[Natural language region descriptions]
Start of Block

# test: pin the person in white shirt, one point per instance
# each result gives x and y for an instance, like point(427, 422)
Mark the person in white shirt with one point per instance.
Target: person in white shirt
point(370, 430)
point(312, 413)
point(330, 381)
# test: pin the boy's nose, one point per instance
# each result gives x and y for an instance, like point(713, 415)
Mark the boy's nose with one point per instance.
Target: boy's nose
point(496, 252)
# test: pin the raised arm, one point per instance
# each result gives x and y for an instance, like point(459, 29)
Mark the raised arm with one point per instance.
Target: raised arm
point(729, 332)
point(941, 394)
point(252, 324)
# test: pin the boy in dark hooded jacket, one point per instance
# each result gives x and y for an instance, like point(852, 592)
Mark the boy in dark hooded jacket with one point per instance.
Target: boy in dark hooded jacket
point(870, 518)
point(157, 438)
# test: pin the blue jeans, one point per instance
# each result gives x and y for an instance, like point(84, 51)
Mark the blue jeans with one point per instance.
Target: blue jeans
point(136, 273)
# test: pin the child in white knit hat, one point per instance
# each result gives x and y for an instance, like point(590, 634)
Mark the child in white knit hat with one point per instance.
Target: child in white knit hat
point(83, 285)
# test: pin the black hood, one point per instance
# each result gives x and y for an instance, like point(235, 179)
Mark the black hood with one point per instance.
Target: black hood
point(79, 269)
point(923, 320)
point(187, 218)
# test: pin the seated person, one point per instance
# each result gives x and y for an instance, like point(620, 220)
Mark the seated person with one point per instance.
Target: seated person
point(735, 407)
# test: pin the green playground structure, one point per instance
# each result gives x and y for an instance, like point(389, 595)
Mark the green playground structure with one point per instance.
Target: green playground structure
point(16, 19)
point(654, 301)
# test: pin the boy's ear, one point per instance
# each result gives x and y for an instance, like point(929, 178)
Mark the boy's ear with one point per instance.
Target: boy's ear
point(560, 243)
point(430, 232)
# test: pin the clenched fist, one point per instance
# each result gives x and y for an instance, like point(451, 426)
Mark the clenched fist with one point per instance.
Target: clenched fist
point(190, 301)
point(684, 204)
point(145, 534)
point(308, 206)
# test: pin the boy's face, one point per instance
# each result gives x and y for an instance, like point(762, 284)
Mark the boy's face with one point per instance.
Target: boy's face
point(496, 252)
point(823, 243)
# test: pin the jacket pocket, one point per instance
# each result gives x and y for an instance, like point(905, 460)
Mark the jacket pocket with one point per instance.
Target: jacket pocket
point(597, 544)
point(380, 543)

End of Block

* _Task to complete_
Look above for the line that contains "# test: pin the boy's nose, one". Starting there, transcribe every line exactly until you have copied the line that contains "# test: pin the boy's ear, one".

* _Task response_
# test: pin the boy's nose, one point per instance
# each result gives x and y for an instance, like point(713, 415)
Mark the boy's nose with one point per instance.
Target: boy's nose
point(496, 252)
# test: pin the raised arm, one point per instance
# each result gives x and y for an instance, like point(459, 29)
Mark the raised arm with one point per instance.
Target: raised arm
point(729, 332)
point(941, 394)
point(252, 324)
# test: pin the boy in dark hooded jacket, one point per instance
# each result gives x and y for an instance, like point(852, 592)
Mark the boy in dark hooded jacket with one point per instance.
Target: boy in dark hooded jacket
point(870, 518)
point(157, 438)
# test: pin the blue jeans, one point per instance
# each result gives x and y for an instance, like point(84, 51)
Mark the blue jeans with one point per instance.
Target: blue jeans
point(136, 273)
# test: pin the child in white knit hat, one point per instance
# each result gives x and y for an instance, like point(590, 634)
Mark the child in white knit hat with one point per instance.
Target: child in white knit hat
point(83, 285)
# test: pin the black hood, one point per instance
# each result gives x and y for an instance, like point(235, 179)
Mark the black hood with one point per instance.
Target: black hood
point(79, 269)
point(923, 320)
point(187, 218)
# test: pin the seated person, one point per instance
# each result gives x and y for an instance, like point(620, 220)
Mark the seated person with one point per instance.
Target: seated person
point(735, 407)
# test: pin the green playground structure, one point per instance
# each result gives x and y for an instance, like point(389, 595)
Mark the green playground structure with one point per instance.
Target: green playground structure
point(16, 19)
point(654, 301)
# test: pin the boy's ear, one point per instance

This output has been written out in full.